───── DATA EXCERPTS ─────

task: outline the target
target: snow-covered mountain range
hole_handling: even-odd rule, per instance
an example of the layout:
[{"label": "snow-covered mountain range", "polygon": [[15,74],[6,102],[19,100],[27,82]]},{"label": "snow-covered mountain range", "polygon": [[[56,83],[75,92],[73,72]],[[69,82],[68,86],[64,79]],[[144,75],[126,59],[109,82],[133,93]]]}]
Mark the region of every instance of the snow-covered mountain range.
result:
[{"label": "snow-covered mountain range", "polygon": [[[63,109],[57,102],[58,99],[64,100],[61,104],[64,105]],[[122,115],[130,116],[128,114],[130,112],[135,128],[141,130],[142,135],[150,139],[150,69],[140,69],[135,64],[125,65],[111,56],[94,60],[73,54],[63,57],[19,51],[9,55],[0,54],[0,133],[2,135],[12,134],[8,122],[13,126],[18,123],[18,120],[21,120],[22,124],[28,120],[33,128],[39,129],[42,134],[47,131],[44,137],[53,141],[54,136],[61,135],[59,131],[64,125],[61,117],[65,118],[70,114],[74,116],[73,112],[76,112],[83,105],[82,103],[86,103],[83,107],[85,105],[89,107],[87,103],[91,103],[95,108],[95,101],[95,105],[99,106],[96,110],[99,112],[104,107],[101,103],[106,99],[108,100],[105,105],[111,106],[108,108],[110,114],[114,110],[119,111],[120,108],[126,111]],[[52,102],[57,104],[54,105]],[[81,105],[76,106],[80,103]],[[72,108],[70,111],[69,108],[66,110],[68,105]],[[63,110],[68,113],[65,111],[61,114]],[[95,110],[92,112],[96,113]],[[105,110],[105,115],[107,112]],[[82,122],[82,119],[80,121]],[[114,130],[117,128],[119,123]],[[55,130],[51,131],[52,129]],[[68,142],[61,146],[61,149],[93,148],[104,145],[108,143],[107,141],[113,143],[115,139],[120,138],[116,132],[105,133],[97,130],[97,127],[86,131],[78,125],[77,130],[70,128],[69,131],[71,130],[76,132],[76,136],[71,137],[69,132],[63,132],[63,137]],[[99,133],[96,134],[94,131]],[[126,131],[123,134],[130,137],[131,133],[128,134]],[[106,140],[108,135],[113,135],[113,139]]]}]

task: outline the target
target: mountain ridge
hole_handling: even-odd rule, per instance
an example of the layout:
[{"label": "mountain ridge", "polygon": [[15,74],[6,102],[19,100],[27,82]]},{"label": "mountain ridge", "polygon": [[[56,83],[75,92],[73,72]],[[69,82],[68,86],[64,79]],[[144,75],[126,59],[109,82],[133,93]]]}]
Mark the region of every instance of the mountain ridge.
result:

─────

■ TASK TO CARRY OUT
Your task is to reproduce all of the records exactly.

■ OUTPUT OF THE TASK
task: outline the target
target: snow-covered mountain range
hole_handling: even-odd rule, per instance
an example of the layout:
[{"label": "snow-covered mountain range", "polygon": [[15,74],[6,102],[19,100],[27,82]]},{"label": "snow-covered mountain range", "polygon": [[[56,83],[75,92],[73,72]],[[69,82],[68,86],[64,79]],[[144,75],[126,59],[109,82],[133,93]]]}]
Mark the region of every instance of the snow-covered mountain range.
result:
[{"label": "snow-covered mountain range", "polygon": [[[63,109],[57,102],[58,99],[64,100],[61,104],[64,105]],[[122,115],[130,116],[128,114],[130,112],[135,128],[141,130],[142,135],[150,139],[150,69],[140,69],[135,64],[125,65],[111,56],[94,60],[73,54],[63,57],[19,51],[9,55],[0,54],[0,133],[2,135],[12,134],[8,122],[13,126],[18,123],[18,120],[21,120],[22,124],[28,120],[33,128],[39,129],[42,134],[47,131],[44,137],[53,141],[54,136],[61,135],[59,131],[64,125],[61,117],[65,118],[70,114],[74,116],[73,112],[76,112],[83,105],[82,103],[86,103],[83,107],[85,105],[89,107],[87,103],[91,103],[95,108],[95,101],[95,105],[99,106],[96,110],[99,112],[104,107],[101,103],[106,99],[108,100],[105,105],[111,106],[108,108],[110,114],[114,110],[119,111],[120,108],[126,111]],[[52,102],[57,104],[54,105]],[[81,105],[76,106],[80,103]],[[72,108],[70,111],[69,108],[66,110],[68,105]],[[63,110],[68,113],[65,111],[61,114]],[[95,110],[92,112],[96,113]],[[105,110],[105,115],[107,112]],[[82,122],[82,119],[80,121]],[[114,130],[117,128],[119,123]],[[55,130],[51,131],[52,129]],[[68,142],[61,146],[61,149],[93,148],[104,145],[108,143],[107,141],[113,143],[115,139],[120,138],[116,132],[105,133],[97,130],[97,127],[86,131],[78,125],[77,130],[70,128],[69,131],[71,130],[76,132],[76,136],[71,137],[69,132],[63,132],[63,137]],[[99,133],[96,134],[94,131]],[[126,131],[123,134],[130,137],[131,133],[128,134]],[[106,140],[108,135],[113,135],[113,139]]]}]

task: outline the target
target: mountain ridge
hole_handling: even-odd rule, per instance
an example of the layout:
[{"label": "mountain ridge", "polygon": [[15,74],[6,102],[19,100],[27,82]]},{"label": "mountain ridge", "polygon": [[[56,83],[75,92],[73,72]],[[69,82],[68,86],[64,79]],[[144,75],[126,59],[109,82],[133,93]]]}]
Mark the region of every instance of the mountain ridge.
result:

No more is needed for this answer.